**Task prompt**. Word for word, restate every record.

Records provided: Begin

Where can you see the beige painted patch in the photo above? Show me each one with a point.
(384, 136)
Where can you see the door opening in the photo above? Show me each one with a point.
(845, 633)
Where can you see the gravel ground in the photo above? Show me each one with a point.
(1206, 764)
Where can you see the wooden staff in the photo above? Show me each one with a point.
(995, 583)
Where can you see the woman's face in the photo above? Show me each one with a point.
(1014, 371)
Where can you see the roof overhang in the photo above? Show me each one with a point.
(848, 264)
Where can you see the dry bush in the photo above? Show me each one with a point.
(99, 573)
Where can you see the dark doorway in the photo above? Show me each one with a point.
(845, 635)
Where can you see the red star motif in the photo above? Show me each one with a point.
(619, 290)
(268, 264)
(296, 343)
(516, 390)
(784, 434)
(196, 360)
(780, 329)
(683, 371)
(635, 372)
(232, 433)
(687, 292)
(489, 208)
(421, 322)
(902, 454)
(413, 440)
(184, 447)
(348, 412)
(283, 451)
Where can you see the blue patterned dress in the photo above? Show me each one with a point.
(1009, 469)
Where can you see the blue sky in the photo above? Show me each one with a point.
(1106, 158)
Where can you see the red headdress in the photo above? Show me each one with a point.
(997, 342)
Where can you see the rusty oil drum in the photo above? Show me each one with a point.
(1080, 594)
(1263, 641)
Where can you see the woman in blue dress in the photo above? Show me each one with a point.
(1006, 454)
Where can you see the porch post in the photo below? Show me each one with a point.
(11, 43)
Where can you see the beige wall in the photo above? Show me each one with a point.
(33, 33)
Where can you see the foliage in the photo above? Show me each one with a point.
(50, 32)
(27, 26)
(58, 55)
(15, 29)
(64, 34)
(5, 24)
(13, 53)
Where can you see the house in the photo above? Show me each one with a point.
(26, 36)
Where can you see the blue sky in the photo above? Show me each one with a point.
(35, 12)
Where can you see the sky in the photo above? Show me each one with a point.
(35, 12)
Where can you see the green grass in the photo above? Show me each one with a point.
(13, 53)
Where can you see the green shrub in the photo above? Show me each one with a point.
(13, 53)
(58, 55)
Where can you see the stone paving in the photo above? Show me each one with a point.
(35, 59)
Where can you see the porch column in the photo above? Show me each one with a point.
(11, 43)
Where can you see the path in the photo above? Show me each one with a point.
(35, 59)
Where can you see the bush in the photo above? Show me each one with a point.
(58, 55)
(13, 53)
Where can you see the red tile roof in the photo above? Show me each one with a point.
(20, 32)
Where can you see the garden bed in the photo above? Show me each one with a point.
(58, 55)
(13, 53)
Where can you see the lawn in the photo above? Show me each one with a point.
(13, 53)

Records provided: End

**Output**.
Where can you see the beige painted patch in the photo above? Show me each one with a point.
(384, 136)
Where can you see the door opening in the photo above? Show me each one with a point.
(845, 633)
Where can you see the gravel ground in the photo above? Show me each one with a point.
(1206, 764)
Where can you see the wooden staff in the photo above? Show me each one with a point.
(995, 583)
Where can you see the woman's face in the photo above? Show me each one with a point.
(1014, 371)
Where can you see the roof overhang in the photo above? Show me each one with a point.
(848, 264)
Where can you see the dry bush in the photo above? Show me each one with a point.
(99, 573)
Where can you see the dark doorway in the photo above? Show me each one with a point.
(845, 635)
Where can you see the red star motif in the photo above? Show me each one with a point.
(619, 290)
(268, 264)
(296, 343)
(516, 390)
(784, 434)
(196, 360)
(780, 329)
(683, 371)
(635, 372)
(232, 433)
(687, 292)
(489, 208)
(421, 322)
(902, 454)
(413, 440)
(184, 447)
(348, 412)
(283, 451)
Where can you see the blue patterned dress in the photo above? Show me each one with a point.
(1009, 469)
Where can you see the blue sky in the photo above? Show me each one with a point.
(1106, 158)
Where can you see the red headdress in the photo above? Show me each one with a point.
(997, 342)
Where can you see the rusty oil drum in the photo above? Show me each one with a point.
(1080, 594)
(1263, 641)
Where can you see the woman in blue dress in the photo above? Show me each one with a point.
(1006, 454)
Where can you see the porch post in the photo below? Show me each one with a point.
(11, 43)
Where can you see the beige wall in the photo above? Show me each one with a point.
(33, 33)
Where can you see the foliage in the photo above? Show me each one with a point.
(50, 32)
(27, 26)
(58, 55)
(15, 29)
(64, 34)
(5, 24)
(13, 53)
Where can you see the house in the photo above? Show me each one with a point.
(26, 36)
Where can you see the blue sky in the photo above? Show me each one with a point.
(35, 12)
Where can you see the sky in the photo above? Show me each one with a point.
(35, 12)
Where can you see the green grass in the photo above? Show me each one with a point.
(13, 53)
Where can you see the green shrub in the photo above? Show me each one with a point.
(13, 53)
(58, 55)
Where can you see the stone paving in the photo above? Show me each one with a point.
(35, 59)
Where can you see the porch column in the photo above? Show me each one with a point.
(11, 43)
Where can you see the path in the photo above? Show me each one with a point.
(35, 59)
Where can you see the bush in the photo above? Show me each one with a point.
(58, 55)
(13, 53)
Where can you see the red tile roof in the photo above? Show me each one with a point.
(20, 32)
Where can you see the garden bed in the photo above? Show me each one with a point.
(58, 55)
(13, 53)
Where can you see the lawn in the photo above? Show me each one with a point.
(13, 53)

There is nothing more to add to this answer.